## Text passage
FILE - Michel Sidibe, executive director of UNAIDS.

FILE - Michel Sidibe, executive director of UNAIDS.

Nearly 95 percent of African children living with AIDS do not have access to treatment, the executive director of UNAIDS said during a visit to Cameroon Tuesday.

UNAIDS Executive Director Michel Sidibe said there has been nearly a 60 percent decrease in the number of HIV infections among children under the age of 15, but more than 90 percent of the more than 3 million children living with the disease are in sub-Saharan Africa, where access to treatment has been a major obstacle to stopping its spread.

"We need to think about treatment for children. This is really a major challenge for me because it is a forgotten phase," Sidibe said. "We have only 6 percent of children having access to treatment and it is a problem in the continent, and we need to have a new approach which can help us to reach those children where they are."

UNAIDS reported that only 24 percent of children needing antiretroviral treatment in the world received it by 2013, while 190,000 children died that same year.

Sidibe said many others die in silence in areas where talking about AIDS remains a taboo.

## Exercise data
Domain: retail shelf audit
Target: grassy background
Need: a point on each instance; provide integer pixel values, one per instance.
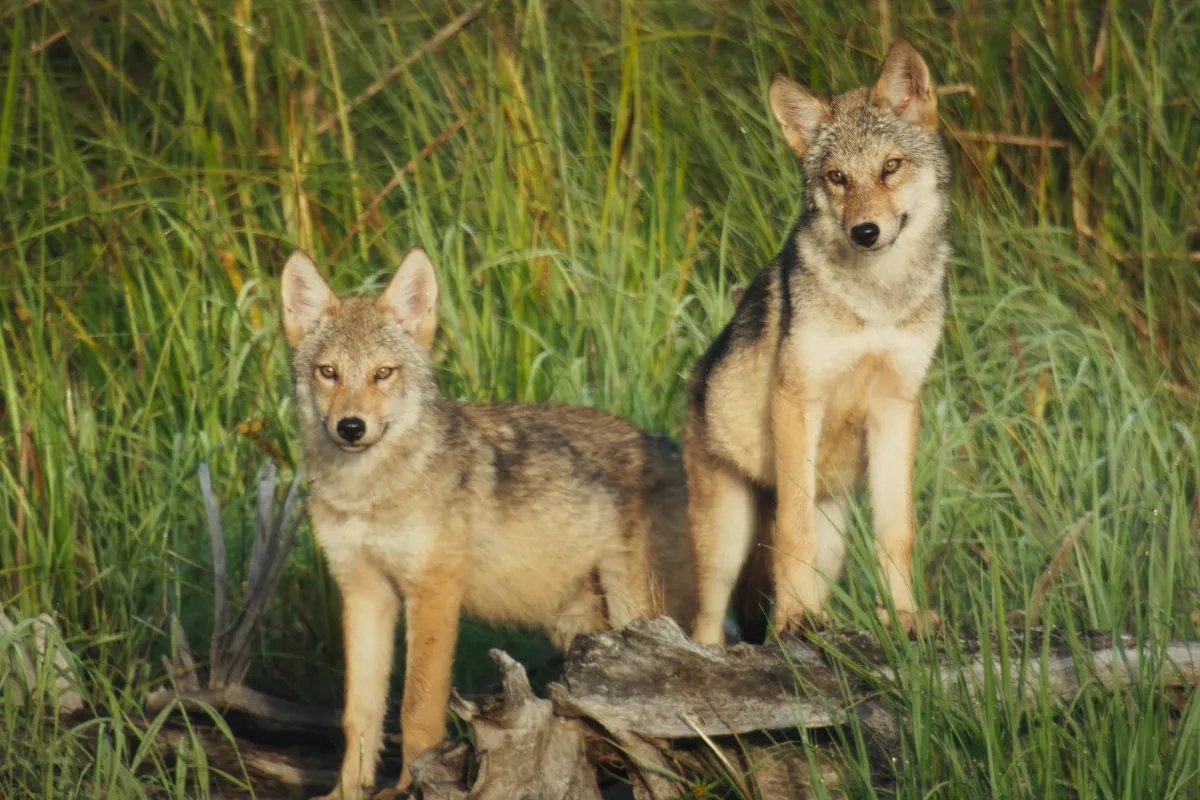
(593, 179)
--
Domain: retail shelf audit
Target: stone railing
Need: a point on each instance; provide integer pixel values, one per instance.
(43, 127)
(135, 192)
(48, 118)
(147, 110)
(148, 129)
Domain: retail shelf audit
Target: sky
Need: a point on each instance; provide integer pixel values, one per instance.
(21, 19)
---
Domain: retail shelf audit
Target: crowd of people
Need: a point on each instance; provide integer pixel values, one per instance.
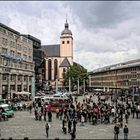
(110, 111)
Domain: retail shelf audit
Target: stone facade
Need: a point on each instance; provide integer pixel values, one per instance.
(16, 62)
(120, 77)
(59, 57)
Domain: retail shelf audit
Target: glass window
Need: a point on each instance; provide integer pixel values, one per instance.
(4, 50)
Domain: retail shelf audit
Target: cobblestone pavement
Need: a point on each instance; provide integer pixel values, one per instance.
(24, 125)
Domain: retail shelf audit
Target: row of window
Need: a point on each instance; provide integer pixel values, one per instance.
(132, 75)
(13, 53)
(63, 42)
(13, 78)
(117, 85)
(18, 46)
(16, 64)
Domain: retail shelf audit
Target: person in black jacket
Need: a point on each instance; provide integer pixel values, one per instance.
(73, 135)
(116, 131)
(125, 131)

## Tasks and exercises
a) Decide whether each statement agrees with the article on children with AIDS, answering yes or no and quoting the words from the article that settle it: (i) Sidibe spoke during a visit to Cameroon. (ii) Half of the children needing antiretroviral treatment worldwide received it by 2013. (iii) More than 90 percent of the children living with the disease are in sub-Saharan Africa.
b) List every percentage figure that appears in the article on children with AIDS.
c) Carry the article on children with AIDS forward from its last sentence.
The data comes from another source and has no link to the article on children with AIDS.

## Results
a)
(i) Yes: "the executive director of UNAIDS said during a visit to Cameroon Tuesday."
(ii) No: "only 24 percent of children needing antiretroviral treatment in the world received it by 2013"
(iii) Yes: "more than 90 percent of the more than 3 million children living with the disease are in sub-Saharan Africa"

b) 95 percent, 60 percent, 90 percent, 6 percent, 24 percent

c)
'Conspiracy of silence'

"We are making a reach out to make sure that other countries are joining us to transform the conspiracy of silence, to demonstrate before many others that stopping the transmission from mother to child is a win-win [situation]. Having a generation free is certainly one of the best legacies for anyone of us," he said.

Sidibe visited Cameroon as people living with AIDS complained of shortages in antiretroviral treatment.

Minyim Jean, who has been living with AIDS for 15 years, said some medical staff have been changing treatment protocols.

Jean said having access to complete treatment is very difficult as some of the supplies needed for their treatment are not always available. He said some doctors even change treatment for some patients when they run short of supplies.

According to UNAIDS, sub-Saharan Africa has the most serious HIV and AIDS epidemic in the world, with about 25 million people living with the disease — about 70 percent of the global total. The epidemic has had widespread social and economic consequences.